- Your assignment:
Lines of the listing below that contain the string "target" are to be returned.

- Data extracts:

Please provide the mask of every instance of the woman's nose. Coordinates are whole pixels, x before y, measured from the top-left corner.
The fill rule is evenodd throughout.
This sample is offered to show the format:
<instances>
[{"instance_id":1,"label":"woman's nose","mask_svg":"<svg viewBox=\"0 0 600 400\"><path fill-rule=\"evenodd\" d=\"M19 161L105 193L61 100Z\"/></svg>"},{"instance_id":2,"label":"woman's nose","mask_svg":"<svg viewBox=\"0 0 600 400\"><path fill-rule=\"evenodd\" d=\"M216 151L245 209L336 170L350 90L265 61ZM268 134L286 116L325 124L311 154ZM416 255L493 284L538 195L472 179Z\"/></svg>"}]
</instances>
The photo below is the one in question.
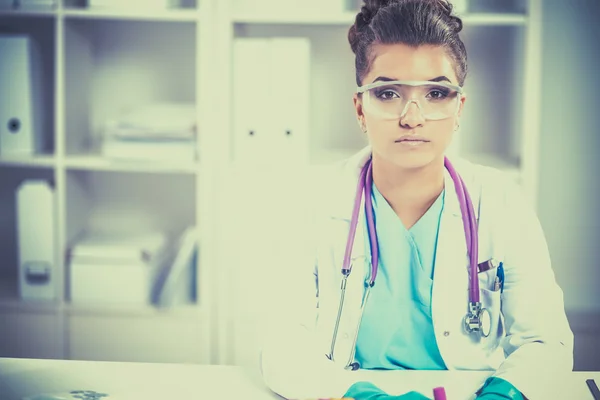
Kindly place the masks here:
<instances>
[{"instance_id":1,"label":"woman's nose","mask_svg":"<svg viewBox=\"0 0 600 400\"><path fill-rule=\"evenodd\" d=\"M405 128L416 128L417 126L422 126L424 123L425 118L423 117L419 104L414 100L409 101L404 108L404 112L400 116L400 126Z\"/></svg>"}]
</instances>

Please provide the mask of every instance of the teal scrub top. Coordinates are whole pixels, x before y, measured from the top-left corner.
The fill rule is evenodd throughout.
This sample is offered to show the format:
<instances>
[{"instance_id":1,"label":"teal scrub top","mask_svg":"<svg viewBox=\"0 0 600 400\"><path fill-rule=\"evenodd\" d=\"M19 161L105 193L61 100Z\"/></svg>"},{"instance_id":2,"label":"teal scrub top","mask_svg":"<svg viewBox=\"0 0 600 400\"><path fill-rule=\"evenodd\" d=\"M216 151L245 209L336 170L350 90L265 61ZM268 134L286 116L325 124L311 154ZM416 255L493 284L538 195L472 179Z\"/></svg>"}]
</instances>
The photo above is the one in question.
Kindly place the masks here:
<instances>
[{"instance_id":1,"label":"teal scrub top","mask_svg":"<svg viewBox=\"0 0 600 400\"><path fill-rule=\"evenodd\" d=\"M356 360L365 369L446 369L431 319L442 192L409 230L373 183L379 270L365 306ZM364 220L365 246L369 236Z\"/></svg>"}]
</instances>

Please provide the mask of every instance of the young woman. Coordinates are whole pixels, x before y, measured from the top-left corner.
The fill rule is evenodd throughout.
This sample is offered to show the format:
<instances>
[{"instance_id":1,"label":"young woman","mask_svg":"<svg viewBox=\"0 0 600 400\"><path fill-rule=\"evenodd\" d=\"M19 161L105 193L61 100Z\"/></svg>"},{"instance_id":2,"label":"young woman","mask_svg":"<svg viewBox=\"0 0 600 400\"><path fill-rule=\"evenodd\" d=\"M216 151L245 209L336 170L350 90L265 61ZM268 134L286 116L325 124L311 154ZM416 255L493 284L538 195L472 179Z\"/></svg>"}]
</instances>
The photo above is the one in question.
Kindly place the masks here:
<instances>
[{"instance_id":1,"label":"young woman","mask_svg":"<svg viewBox=\"0 0 600 400\"><path fill-rule=\"evenodd\" d=\"M461 29L445 0L366 1L350 28L369 146L314 192L306 318L261 356L286 398L425 398L386 397L362 368L489 370L477 398L547 399L572 370L536 215L499 171L445 157L466 100Z\"/></svg>"}]
</instances>

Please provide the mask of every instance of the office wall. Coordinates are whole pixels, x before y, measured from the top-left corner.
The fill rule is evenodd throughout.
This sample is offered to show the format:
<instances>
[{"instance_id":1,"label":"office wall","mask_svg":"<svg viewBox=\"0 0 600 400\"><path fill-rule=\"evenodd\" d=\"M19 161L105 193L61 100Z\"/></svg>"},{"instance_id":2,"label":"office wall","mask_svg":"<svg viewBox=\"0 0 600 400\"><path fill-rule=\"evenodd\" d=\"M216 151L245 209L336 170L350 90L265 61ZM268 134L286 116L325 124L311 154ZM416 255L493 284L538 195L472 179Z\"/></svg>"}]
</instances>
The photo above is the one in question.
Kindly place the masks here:
<instances>
[{"instance_id":1,"label":"office wall","mask_svg":"<svg viewBox=\"0 0 600 400\"><path fill-rule=\"evenodd\" d=\"M600 1L543 7L539 217L575 331L575 368L600 370Z\"/></svg>"}]
</instances>

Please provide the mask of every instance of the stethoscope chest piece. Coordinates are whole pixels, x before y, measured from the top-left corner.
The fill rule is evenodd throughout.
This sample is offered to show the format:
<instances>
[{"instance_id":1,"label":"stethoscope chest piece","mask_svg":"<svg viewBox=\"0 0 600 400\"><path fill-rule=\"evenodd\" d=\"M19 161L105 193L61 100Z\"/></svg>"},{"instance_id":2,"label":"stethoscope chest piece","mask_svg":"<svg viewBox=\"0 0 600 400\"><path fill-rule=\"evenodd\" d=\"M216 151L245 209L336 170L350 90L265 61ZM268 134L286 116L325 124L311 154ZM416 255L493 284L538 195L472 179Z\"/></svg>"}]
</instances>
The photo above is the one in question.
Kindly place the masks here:
<instances>
[{"instance_id":1,"label":"stethoscope chest piece","mask_svg":"<svg viewBox=\"0 0 600 400\"><path fill-rule=\"evenodd\" d=\"M492 316L487 308L482 308L481 303L470 303L469 312L465 316L465 330L468 333L479 332L481 336L490 336L492 329Z\"/></svg>"}]
</instances>

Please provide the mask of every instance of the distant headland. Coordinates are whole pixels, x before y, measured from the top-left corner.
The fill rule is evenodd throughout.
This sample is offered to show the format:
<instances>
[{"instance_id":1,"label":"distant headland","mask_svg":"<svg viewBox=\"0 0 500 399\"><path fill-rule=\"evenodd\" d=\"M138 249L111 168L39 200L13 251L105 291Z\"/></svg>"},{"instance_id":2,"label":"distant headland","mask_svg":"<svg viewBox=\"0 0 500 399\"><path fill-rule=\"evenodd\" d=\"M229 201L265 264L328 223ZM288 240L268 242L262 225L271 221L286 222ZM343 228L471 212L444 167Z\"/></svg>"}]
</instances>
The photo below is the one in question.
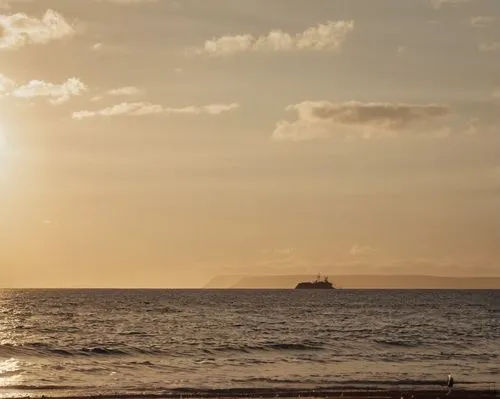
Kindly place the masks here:
<instances>
[{"instance_id":1,"label":"distant headland","mask_svg":"<svg viewBox=\"0 0 500 399\"><path fill-rule=\"evenodd\" d=\"M203 288L293 289L297 283L314 281L314 275L220 275ZM441 277L425 275L330 276L336 288L346 289L500 289L500 277Z\"/></svg>"}]
</instances>

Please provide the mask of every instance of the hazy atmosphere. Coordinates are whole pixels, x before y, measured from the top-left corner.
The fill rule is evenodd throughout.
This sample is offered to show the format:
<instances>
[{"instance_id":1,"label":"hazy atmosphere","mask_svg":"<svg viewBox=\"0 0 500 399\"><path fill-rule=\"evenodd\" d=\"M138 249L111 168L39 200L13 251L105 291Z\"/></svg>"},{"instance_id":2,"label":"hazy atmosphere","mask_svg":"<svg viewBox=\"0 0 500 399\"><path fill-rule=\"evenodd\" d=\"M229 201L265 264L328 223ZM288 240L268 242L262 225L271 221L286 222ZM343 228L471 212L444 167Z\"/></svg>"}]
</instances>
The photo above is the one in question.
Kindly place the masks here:
<instances>
[{"instance_id":1,"label":"hazy atmosphere","mask_svg":"<svg viewBox=\"0 0 500 399\"><path fill-rule=\"evenodd\" d=\"M0 0L0 286L500 276L498 0Z\"/></svg>"}]
</instances>

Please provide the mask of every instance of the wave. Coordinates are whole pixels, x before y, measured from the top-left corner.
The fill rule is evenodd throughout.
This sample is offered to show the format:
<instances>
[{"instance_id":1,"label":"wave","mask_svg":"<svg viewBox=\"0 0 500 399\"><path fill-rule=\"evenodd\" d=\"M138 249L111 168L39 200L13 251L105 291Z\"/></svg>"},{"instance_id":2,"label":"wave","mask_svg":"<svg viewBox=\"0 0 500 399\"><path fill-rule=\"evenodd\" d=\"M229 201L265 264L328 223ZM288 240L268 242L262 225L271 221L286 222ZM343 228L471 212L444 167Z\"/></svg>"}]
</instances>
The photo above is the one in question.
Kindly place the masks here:
<instances>
[{"instance_id":1,"label":"wave","mask_svg":"<svg viewBox=\"0 0 500 399\"><path fill-rule=\"evenodd\" d=\"M402 346L405 348L415 348L417 346L420 346L421 343L419 341L403 341L403 340L397 340L397 339L375 339L374 342L377 344L382 344L382 345L389 345L389 346Z\"/></svg>"},{"instance_id":2,"label":"wave","mask_svg":"<svg viewBox=\"0 0 500 399\"><path fill-rule=\"evenodd\" d=\"M94 348L82 348L81 352L91 353L95 355L127 355L127 351L121 349L105 348L105 347L94 347Z\"/></svg>"},{"instance_id":3,"label":"wave","mask_svg":"<svg viewBox=\"0 0 500 399\"><path fill-rule=\"evenodd\" d=\"M161 355L162 351L147 350L136 347L108 347L92 346L78 349L58 348L42 342L33 342L22 345L2 344L0 345L0 357L12 356L137 356L137 355Z\"/></svg>"},{"instance_id":4,"label":"wave","mask_svg":"<svg viewBox=\"0 0 500 399\"><path fill-rule=\"evenodd\" d=\"M318 351L324 349L319 343L309 342L265 342L260 344L223 345L215 348L203 348L203 353L215 352L240 352L251 353L255 351Z\"/></svg>"},{"instance_id":5,"label":"wave","mask_svg":"<svg viewBox=\"0 0 500 399\"><path fill-rule=\"evenodd\" d=\"M318 344L301 344L301 343L271 343L265 346L270 349L293 350L293 351L309 351L309 350L323 349L323 347Z\"/></svg>"}]
</instances>

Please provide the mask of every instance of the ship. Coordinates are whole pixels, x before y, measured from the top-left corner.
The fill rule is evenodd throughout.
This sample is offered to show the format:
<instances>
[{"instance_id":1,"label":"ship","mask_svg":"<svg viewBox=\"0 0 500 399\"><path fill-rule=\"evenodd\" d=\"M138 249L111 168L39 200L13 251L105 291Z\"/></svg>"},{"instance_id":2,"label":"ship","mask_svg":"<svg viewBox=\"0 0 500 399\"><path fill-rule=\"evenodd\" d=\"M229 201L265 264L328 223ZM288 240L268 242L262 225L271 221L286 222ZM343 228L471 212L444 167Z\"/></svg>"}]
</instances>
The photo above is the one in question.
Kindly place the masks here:
<instances>
[{"instance_id":1,"label":"ship","mask_svg":"<svg viewBox=\"0 0 500 399\"><path fill-rule=\"evenodd\" d=\"M334 290L335 287L333 284L328 281L328 277L325 277L323 280L321 276L318 274L315 281L302 281L297 284L295 287L296 290Z\"/></svg>"}]
</instances>

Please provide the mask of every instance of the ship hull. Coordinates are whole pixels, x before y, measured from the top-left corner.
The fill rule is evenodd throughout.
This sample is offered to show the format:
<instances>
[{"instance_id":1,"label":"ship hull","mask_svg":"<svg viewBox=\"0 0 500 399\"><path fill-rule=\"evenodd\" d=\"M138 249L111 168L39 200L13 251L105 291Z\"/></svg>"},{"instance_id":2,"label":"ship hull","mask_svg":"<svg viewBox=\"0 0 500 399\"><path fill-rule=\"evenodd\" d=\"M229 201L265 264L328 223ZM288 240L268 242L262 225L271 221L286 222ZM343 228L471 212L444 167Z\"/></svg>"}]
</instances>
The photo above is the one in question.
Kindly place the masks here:
<instances>
[{"instance_id":1,"label":"ship hull","mask_svg":"<svg viewBox=\"0 0 500 399\"><path fill-rule=\"evenodd\" d=\"M297 286L295 287L296 290L334 290L335 288L325 282L317 282L317 283L309 283L309 282L304 282L304 283L298 283Z\"/></svg>"}]
</instances>

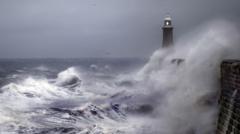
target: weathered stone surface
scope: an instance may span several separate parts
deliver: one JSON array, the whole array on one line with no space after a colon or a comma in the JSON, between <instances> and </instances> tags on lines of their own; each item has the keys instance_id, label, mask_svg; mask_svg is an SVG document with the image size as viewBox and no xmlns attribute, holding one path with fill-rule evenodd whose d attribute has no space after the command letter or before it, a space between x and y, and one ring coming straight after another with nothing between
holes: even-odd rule
<instances>
[{"instance_id":1,"label":"weathered stone surface","mask_svg":"<svg viewBox=\"0 0 240 134\"><path fill-rule=\"evenodd\" d=\"M220 112L216 134L240 134L240 61L221 64Z\"/></svg>"}]
</instances>

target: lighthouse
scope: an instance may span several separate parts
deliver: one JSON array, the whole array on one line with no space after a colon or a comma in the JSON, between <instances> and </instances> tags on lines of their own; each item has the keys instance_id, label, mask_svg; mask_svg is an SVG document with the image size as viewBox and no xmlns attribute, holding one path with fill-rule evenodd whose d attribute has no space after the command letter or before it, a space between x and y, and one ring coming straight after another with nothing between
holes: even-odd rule
<instances>
[{"instance_id":1,"label":"lighthouse","mask_svg":"<svg viewBox=\"0 0 240 134\"><path fill-rule=\"evenodd\" d=\"M173 26L172 19L168 15L164 19L164 25L162 27L163 30L163 39L162 39L162 47L169 47L173 45Z\"/></svg>"}]
</instances>

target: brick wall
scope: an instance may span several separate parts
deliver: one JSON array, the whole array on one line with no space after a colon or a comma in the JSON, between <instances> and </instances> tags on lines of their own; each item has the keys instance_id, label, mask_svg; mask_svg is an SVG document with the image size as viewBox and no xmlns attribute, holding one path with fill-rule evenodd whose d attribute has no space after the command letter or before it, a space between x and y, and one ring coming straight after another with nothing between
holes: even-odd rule
<instances>
[{"instance_id":1,"label":"brick wall","mask_svg":"<svg viewBox=\"0 0 240 134\"><path fill-rule=\"evenodd\" d=\"M240 61L221 64L220 113L217 134L240 134Z\"/></svg>"}]
</instances>

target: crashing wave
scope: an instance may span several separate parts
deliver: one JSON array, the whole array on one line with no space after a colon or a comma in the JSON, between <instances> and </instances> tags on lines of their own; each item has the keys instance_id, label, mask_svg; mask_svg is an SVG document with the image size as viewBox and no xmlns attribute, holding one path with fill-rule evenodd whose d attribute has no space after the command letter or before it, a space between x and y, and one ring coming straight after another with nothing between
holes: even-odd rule
<instances>
[{"instance_id":1,"label":"crashing wave","mask_svg":"<svg viewBox=\"0 0 240 134\"><path fill-rule=\"evenodd\" d=\"M56 84L67 88L77 87L81 84L80 74L76 68L70 67L58 74Z\"/></svg>"},{"instance_id":2,"label":"crashing wave","mask_svg":"<svg viewBox=\"0 0 240 134\"><path fill-rule=\"evenodd\" d=\"M28 77L23 81L10 83L1 88L3 94L10 96L25 96L29 98L39 97L53 99L67 94L52 85L47 79L34 79ZM4 94L4 95L5 95Z\"/></svg>"},{"instance_id":3,"label":"crashing wave","mask_svg":"<svg viewBox=\"0 0 240 134\"><path fill-rule=\"evenodd\" d=\"M232 45L235 38L226 38L239 34L228 23L213 24L184 46L156 51L137 74L92 78L98 75L85 77L70 67L53 80L29 76L6 84L0 92L0 133L213 132L217 110L209 98L218 88L217 68L226 51L239 50Z\"/></svg>"}]
</instances>

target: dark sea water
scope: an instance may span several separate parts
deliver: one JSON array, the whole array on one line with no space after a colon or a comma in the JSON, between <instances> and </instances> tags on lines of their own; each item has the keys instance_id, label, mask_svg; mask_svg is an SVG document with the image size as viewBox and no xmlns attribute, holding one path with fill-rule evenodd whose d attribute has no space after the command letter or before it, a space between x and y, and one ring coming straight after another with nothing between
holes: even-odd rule
<instances>
[{"instance_id":1,"label":"dark sea water","mask_svg":"<svg viewBox=\"0 0 240 134\"><path fill-rule=\"evenodd\" d=\"M0 134L131 133L125 76L145 59L1 59ZM129 114L131 113L131 114ZM132 127L132 128L129 128ZM128 132L126 132L128 131Z\"/></svg>"},{"instance_id":2,"label":"dark sea water","mask_svg":"<svg viewBox=\"0 0 240 134\"><path fill-rule=\"evenodd\" d=\"M239 32L214 21L193 33L149 61L0 60L0 134L214 134Z\"/></svg>"}]
</instances>

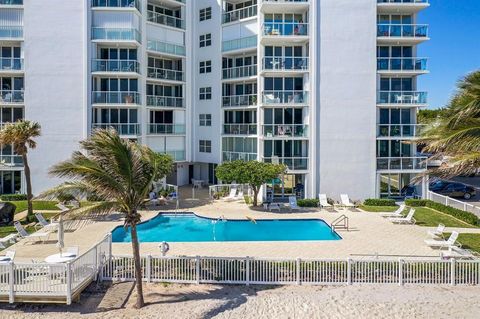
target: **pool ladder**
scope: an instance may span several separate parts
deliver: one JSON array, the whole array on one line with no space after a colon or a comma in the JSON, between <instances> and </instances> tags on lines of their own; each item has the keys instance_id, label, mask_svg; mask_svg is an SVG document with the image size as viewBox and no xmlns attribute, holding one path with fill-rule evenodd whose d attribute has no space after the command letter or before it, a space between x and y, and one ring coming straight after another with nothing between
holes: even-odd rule
<instances>
[{"instance_id":1,"label":"pool ladder","mask_svg":"<svg viewBox=\"0 0 480 319\"><path fill-rule=\"evenodd\" d=\"M335 231L337 229L346 229L348 230L348 217L345 215L342 215L335 219L332 224L330 225L332 228L332 231Z\"/></svg>"}]
</instances>

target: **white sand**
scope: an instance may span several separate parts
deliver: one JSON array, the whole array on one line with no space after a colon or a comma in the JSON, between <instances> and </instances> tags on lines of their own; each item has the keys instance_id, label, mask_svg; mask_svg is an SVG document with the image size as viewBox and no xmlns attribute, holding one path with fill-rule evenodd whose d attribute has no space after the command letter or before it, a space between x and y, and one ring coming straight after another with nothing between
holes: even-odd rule
<instances>
[{"instance_id":1,"label":"white sand","mask_svg":"<svg viewBox=\"0 0 480 319\"><path fill-rule=\"evenodd\" d=\"M67 306L0 306L0 318L479 318L479 287L363 285L146 286L141 310L95 312L101 295Z\"/></svg>"}]
</instances>

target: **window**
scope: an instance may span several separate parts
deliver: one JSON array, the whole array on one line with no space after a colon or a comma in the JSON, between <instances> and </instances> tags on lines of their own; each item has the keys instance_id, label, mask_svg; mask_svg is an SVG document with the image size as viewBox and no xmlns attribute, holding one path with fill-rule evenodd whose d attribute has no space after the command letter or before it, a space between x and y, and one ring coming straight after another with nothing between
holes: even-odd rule
<instances>
[{"instance_id":1,"label":"window","mask_svg":"<svg viewBox=\"0 0 480 319\"><path fill-rule=\"evenodd\" d=\"M212 7L200 9L200 21L210 20L212 18Z\"/></svg>"},{"instance_id":2,"label":"window","mask_svg":"<svg viewBox=\"0 0 480 319\"><path fill-rule=\"evenodd\" d=\"M212 114L200 114L200 126L212 126Z\"/></svg>"},{"instance_id":3,"label":"window","mask_svg":"<svg viewBox=\"0 0 480 319\"><path fill-rule=\"evenodd\" d=\"M207 34L202 34L200 36L200 47L208 47L212 45L212 34L207 33Z\"/></svg>"},{"instance_id":4,"label":"window","mask_svg":"<svg viewBox=\"0 0 480 319\"><path fill-rule=\"evenodd\" d=\"M212 61L200 61L200 74L212 72Z\"/></svg>"},{"instance_id":5,"label":"window","mask_svg":"<svg viewBox=\"0 0 480 319\"><path fill-rule=\"evenodd\" d=\"M199 152L200 153L211 153L212 152L212 141L200 140L199 143Z\"/></svg>"},{"instance_id":6,"label":"window","mask_svg":"<svg viewBox=\"0 0 480 319\"><path fill-rule=\"evenodd\" d=\"M212 99L212 88L200 88L200 100L211 100Z\"/></svg>"}]
</instances>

- Finished exercise:
target: weathered stone surface
target: lighthouse
target: brick wall
target: crashing wave
target: dark sea water
target: **pool ladder**
target: **white sand**
target: **window**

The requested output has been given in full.